| Task statement |
Word for word, return the entries listed below.

[Start of Attachment]

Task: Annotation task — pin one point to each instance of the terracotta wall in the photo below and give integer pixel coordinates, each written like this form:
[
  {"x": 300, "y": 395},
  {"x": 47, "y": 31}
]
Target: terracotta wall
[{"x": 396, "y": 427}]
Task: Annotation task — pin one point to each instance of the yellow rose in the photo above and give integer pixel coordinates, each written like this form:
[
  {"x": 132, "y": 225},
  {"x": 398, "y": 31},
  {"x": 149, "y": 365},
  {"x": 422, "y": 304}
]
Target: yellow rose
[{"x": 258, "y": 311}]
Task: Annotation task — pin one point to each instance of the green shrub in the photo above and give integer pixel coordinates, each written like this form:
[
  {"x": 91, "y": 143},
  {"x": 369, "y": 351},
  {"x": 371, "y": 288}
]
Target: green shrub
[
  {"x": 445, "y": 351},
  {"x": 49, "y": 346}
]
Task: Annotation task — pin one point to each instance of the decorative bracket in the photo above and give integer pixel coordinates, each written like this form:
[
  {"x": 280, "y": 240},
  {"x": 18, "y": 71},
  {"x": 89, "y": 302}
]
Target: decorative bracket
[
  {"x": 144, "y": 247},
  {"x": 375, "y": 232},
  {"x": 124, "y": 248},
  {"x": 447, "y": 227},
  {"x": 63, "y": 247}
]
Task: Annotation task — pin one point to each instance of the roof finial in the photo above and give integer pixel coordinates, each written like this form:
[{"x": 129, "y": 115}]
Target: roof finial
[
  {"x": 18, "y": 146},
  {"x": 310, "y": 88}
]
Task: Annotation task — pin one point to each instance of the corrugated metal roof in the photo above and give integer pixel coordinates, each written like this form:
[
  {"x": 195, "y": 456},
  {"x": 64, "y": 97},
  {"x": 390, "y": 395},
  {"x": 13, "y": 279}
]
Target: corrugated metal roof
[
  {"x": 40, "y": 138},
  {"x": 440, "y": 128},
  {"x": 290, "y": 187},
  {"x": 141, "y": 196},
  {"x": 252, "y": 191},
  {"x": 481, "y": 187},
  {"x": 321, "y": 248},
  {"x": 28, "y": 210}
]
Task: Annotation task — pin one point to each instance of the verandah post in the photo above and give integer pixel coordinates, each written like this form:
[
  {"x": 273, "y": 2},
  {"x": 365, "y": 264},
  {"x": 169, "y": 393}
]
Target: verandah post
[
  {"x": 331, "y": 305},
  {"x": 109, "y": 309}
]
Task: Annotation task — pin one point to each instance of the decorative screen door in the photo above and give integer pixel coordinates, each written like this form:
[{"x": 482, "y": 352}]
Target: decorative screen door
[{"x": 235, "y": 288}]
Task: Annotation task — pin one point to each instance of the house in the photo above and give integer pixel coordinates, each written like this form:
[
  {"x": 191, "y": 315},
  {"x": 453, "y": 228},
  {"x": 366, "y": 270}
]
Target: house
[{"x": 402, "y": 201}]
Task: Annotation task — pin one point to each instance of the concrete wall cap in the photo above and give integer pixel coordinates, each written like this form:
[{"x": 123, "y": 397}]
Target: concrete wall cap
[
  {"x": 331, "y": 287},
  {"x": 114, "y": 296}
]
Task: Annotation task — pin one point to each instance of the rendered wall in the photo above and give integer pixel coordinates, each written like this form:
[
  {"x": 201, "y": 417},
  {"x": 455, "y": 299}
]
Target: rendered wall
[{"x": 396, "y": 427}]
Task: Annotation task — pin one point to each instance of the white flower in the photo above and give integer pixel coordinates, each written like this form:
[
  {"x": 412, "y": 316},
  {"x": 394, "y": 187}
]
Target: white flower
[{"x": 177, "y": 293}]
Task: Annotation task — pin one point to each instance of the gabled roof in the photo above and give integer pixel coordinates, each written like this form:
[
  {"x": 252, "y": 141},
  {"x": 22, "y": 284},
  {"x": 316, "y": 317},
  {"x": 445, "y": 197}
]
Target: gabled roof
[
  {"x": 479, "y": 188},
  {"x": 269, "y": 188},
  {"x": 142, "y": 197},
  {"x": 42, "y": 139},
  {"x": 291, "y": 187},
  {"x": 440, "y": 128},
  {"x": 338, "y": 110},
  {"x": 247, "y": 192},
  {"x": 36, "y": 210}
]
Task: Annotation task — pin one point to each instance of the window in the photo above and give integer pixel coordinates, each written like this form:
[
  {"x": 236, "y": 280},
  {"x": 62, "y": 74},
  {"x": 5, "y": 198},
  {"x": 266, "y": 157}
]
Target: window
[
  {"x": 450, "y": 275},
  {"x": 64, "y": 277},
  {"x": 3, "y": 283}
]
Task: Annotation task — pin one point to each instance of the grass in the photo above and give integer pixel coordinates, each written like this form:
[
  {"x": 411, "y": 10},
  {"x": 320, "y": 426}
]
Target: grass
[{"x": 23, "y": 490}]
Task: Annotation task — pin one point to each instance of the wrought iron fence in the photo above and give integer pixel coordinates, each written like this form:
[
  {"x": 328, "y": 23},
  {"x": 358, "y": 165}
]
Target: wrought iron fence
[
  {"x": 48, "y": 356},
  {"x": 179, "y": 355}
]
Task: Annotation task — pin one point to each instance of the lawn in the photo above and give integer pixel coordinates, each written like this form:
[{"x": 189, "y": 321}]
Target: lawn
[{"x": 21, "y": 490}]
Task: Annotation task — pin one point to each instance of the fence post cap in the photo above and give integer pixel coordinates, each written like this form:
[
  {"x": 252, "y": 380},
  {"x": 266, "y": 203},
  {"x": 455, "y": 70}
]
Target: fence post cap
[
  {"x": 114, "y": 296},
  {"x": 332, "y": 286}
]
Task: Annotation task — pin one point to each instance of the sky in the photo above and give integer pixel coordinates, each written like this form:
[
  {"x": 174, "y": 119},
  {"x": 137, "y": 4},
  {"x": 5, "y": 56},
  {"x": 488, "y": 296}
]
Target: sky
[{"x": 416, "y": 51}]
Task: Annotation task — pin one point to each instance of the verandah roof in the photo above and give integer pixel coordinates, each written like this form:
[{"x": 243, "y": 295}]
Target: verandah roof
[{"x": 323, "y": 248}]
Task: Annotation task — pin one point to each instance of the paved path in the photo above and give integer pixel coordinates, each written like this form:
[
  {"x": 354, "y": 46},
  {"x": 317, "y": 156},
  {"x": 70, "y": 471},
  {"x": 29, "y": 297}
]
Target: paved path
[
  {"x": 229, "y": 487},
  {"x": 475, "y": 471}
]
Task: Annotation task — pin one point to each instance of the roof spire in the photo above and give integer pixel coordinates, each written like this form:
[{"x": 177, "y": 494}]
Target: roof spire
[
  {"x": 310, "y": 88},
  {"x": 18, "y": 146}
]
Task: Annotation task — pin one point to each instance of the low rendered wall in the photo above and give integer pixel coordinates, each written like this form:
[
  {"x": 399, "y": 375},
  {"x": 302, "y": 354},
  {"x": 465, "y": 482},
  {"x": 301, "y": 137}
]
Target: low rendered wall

[End of Attachment]

| Solution to the exercise |
Task: Annotation task — pin one point to each instance of the terracotta wall in the photo below and give integer pixel coordinates, each written like this form:
[
  {"x": 300, "y": 395},
  {"x": 47, "y": 31}
]
Target: terracotta wall
[{"x": 396, "y": 427}]
Task: Annotation task — pin one point to each instance of the yellow rose in the photo above and give integer pixel coordinates, each written like this form:
[
  {"x": 132, "y": 225},
  {"x": 398, "y": 31},
  {"x": 149, "y": 365},
  {"x": 422, "y": 304}
]
Target: yellow rose
[{"x": 258, "y": 311}]
Task: Annotation task — pin one point to each instance of the green shrub in the photo above and give integer pixel coordinates, each written like this form:
[
  {"x": 91, "y": 143},
  {"x": 369, "y": 351},
  {"x": 371, "y": 288}
]
Target: green shrub
[
  {"x": 445, "y": 351},
  {"x": 49, "y": 346}
]
Task: Annotation task — pin one point to each instance of the decorative bracket in the photo above and give integer pixel coordinates, each written like this form:
[
  {"x": 280, "y": 240},
  {"x": 18, "y": 71},
  {"x": 89, "y": 302}
]
Target: decorative bracket
[
  {"x": 144, "y": 247},
  {"x": 375, "y": 232},
  {"x": 124, "y": 248},
  {"x": 447, "y": 227},
  {"x": 63, "y": 247}
]
Task: Annotation task — pin one point to each instance of the roof finial in the photo above and give integer pixel coordinates, each written like this form:
[{"x": 129, "y": 115}]
Target: roof finial
[
  {"x": 18, "y": 146},
  {"x": 310, "y": 88}
]
Task: Annotation task — pin one point to each instance of the corrugated metal roof in the photo above and give integer pixel coordinates, each written like this form:
[
  {"x": 195, "y": 456},
  {"x": 64, "y": 97},
  {"x": 390, "y": 395},
  {"x": 13, "y": 279}
]
Target: corrugated metal roof
[
  {"x": 40, "y": 138},
  {"x": 440, "y": 128},
  {"x": 290, "y": 187},
  {"x": 141, "y": 196},
  {"x": 252, "y": 191},
  {"x": 481, "y": 187},
  {"x": 321, "y": 248},
  {"x": 28, "y": 210}
]
Task: Annotation task — pin one point to each instance of the verandah post in the photo above and give integer pixel coordinates, each written like this form:
[
  {"x": 273, "y": 2},
  {"x": 365, "y": 264},
  {"x": 169, "y": 393}
]
Target: verandah post
[
  {"x": 331, "y": 305},
  {"x": 109, "y": 309}
]
Task: Annotation task — pin one point to each instance of the decorative screen door in the photo above and give integer pixel coordinates, each written like this form:
[{"x": 482, "y": 352}]
Target: decorative screen door
[{"x": 235, "y": 288}]
Task: Annotation task — pin one point to each instance of the house in the photo above and give integer pixel coordinates, each written like this form:
[
  {"x": 191, "y": 315},
  {"x": 453, "y": 228},
  {"x": 366, "y": 270}
]
Target: house
[{"x": 402, "y": 201}]
Task: Annotation task — pin one point to each instance of the concrete wall cap in the photo above and give integer pixel coordinates, each written like this form:
[{"x": 123, "y": 397}]
Target: concrete wall cap
[
  {"x": 331, "y": 287},
  {"x": 114, "y": 296}
]
Task: Annotation task — pin one point to each instance of the rendered wall in the photo above and give integer pixel coordinates, each written like this form:
[
  {"x": 201, "y": 417},
  {"x": 455, "y": 299}
]
Target: rendered wall
[{"x": 396, "y": 427}]
Task: Annotation task — pin one point to each instance of the white flower in the photo above and give integer pixel coordinates, each written like this form:
[
  {"x": 412, "y": 316},
  {"x": 394, "y": 187}
]
Target: white flower
[{"x": 177, "y": 293}]
Task: Annotation task — pin one point to each instance of the gabled roof in the photo above and give integer pixel coordinates, each written like this form:
[
  {"x": 252, "y": 141},
  {"x": 22, "y": 284},
  {"x": 316, "y": 317},
  {"x": 445, "y": 197}
]
Target: gabled roof
[
  {"x": 479, "y": 188},
  {"x": 269, "y": 188},
  {"x": 142, "y": 197},
  {"x": 42, "y": 139},
  {"x": 291, "y": 187},
  {"x": 440, "y": 128},
  {"x": 338, "y": 110},
  {"x": 247, "y": 192},
  {"x": 36, "y": 210}
]
Task: Annotation task — pin one point to each instance of the window in the photo above and give integer pixel coordinates, each written like this form:
[
  {"x": 236, "y": 280},
  {"x": 62, "y": 74},
  {"x": 5, "y": 198},
  {"x": 266, "y": 157}
]
Target: window
[
  {"x": 450, "y": 275},
  {"x": 64, "y": 277},
  {"x": 3, "y": 283}
]
Task: Annotation task — pin one point to each instance of the grass in the photo above and give integer pixel coordinates, each written like this form:
[
  {"x": 411, "y": 10},
  {"x": 320, "y": 426}
]
Target: grass
[{"x": 23, "y": 490}]
Task: Annotation task — pin one point to each instance of the wrought iron fence in the photo above and give integer pixel coordinates, each written like this form:
[
  {"x": 328, "y": 23},
  {"x": 358, "y": 165}
]
Target: wrought iron fence
[
  {"x": 48, "y": 356},
  {"x": 179, "y": 355}
]
Task: Annotation task — pin one point to each instance of the lawn in the photo above and give integer pixel coordinates, each written like this form:
[{"x": 189, "y": 321}]
Target: lawn
[{"x": 21, "y": 490}]
Task: Annotation task — pin one point to each instance of the fence post cap in the photo above and give integer pixel coordinates, each written like this form:
[
  {"x": 252, "y": 380},
  {"x": 266, "y": 203},
  {"x": 455, "y": 70}
]
Target: fence post cap
[
  {"x": 114, "y": 296},
  {"x": 332, "y": 286}
]
Task: Annotation task — pin one point to each instance of the sky in the photo above and give integer pixel coordinates, each written like this form:
[
  {"x": 174, "y": 119},
  {"x": 137, "y": 4},
  {"x": 5, "y": 56},
  {"x": 488, "y": 296}
]
Target: sky
[{"x": 416, "y": 51}]
Task: Annotation task — pin one point to each instance of the verandah roof in the photo above and give integer pixel coordinates, each written like this form:
[{"x": 243, "y": 295}]
Target: verandah roof
[{"x": 323, "y": 248}]
Task: Annotation task — pin one point to each instance of the paved path in the photo above and give integer pixel coordinates, each written like this form:
[
  {"x": 354, "y": 46},
  {"x": 317, "y": 156},
  {"x": 70, "y": 471},
  {"x": 29, "y": 297}
]
Target: paved path
[
  {"x": 229, "y": 487},
  {"x": 475, "y": 471}
]
Task: Annotation task — pin one point to each instance of the roof spire in the photo above and give integer pixel coordinates, each written like this form:
[{"x": 177, "y": 494}]
Target: roof spire
[
  {"x": 310, "y": 88},
  {"x": 18, "y": 146}
]
Task: Annotation task — pin one point to each instance of the low rendered wall in the photo above and give integer pixel coordinates, each written like this form:
[
  {"x": 399, "y": 375},
  {"x": 302, "y": 354},
  {"x": 465, "y": 482},
  {"x": 301, "y": 137}
]
Target: low rendered wall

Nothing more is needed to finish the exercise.